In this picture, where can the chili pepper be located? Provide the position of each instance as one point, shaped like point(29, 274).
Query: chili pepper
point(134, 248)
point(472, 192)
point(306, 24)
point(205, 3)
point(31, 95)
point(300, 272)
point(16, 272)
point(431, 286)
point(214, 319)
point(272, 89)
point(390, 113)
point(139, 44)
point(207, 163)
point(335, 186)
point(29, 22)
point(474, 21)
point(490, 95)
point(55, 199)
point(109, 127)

_____

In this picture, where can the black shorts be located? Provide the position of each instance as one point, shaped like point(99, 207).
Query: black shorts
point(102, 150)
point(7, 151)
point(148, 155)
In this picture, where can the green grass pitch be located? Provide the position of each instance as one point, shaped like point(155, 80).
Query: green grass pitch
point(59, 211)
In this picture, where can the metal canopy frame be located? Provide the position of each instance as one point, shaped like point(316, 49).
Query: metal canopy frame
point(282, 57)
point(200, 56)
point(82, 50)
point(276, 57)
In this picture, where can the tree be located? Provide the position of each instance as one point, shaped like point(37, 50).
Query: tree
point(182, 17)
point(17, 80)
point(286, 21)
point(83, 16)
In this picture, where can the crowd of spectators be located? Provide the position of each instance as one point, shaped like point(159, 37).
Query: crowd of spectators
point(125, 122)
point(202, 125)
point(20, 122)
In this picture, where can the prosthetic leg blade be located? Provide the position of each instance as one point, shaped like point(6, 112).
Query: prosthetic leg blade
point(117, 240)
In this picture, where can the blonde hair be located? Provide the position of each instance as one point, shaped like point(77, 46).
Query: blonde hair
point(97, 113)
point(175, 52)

_____

» **GOAL**:
Please put the lines of the listing above, starting with the line that contains "In this picture, where can the chili" and going on through the line that contains "point(109, 127)", into a JSON list of strings, one string per line, leaving out any blank lines.

» **EXERCISE RESPONSE**:
[
  "In this picture, where can the chili pepper be located? Provide the position of each instance as one point, shaped like point(29, 274).",
  "Query: chili pepper",
  "point(134, 248)",
  "point(472, 192)",
  "point(306, 24)",
  "point(205, 3)",
  "point(31, 95)",
  "point(300, 272)",
  "point(16, 272)",
  "point(431, 286)",
  "point(214, 319)",
  "point(272, 89)",
  "point(390, 113)",
  "point(139, 44)",
  "point(207, 163)",
  "point(335, 186)",
  "point(29, 22)",
  "point(474, 21)",
  "point(490, 95)",
  "point(55, 199)",
  "point(109, 127)"
]